[Referring expression pointing data]
* * * *
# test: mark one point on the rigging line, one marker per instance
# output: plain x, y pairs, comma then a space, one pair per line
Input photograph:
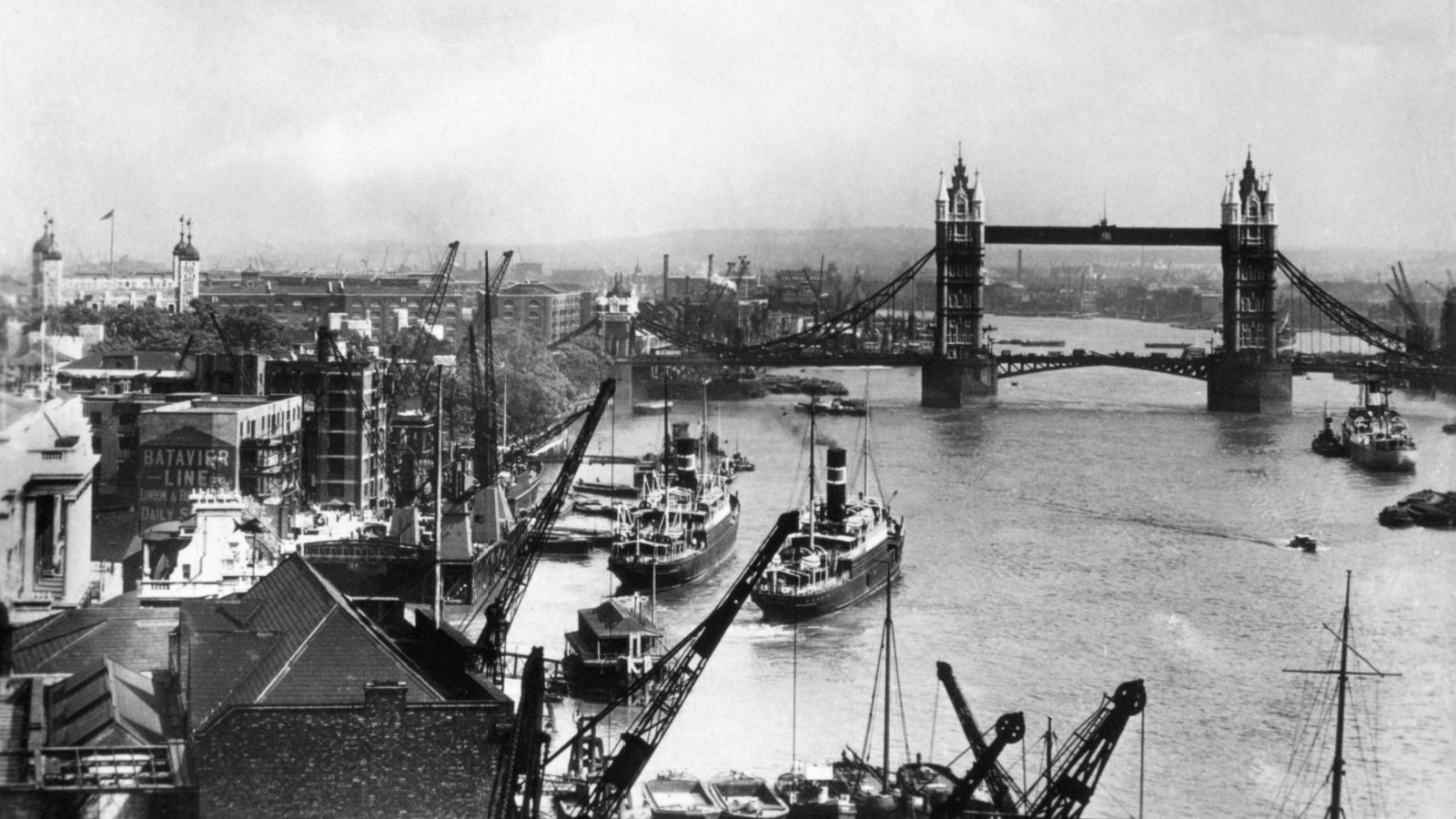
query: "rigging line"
900, 695
935, 714
874, 693
794, 719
* * * *
▶ [AIM OF THE TASK]:
Exclude the pictures and reproduce every entry exactly.

▶ [ANSWER BOX]:
# test: mark one point on the rigging line, one marker per instance
# output: plain x, y pairs, comma then a space, one pair per line
Input photograph:
query: "rigging line"
900, 695
935, 714
874, 693
794, 719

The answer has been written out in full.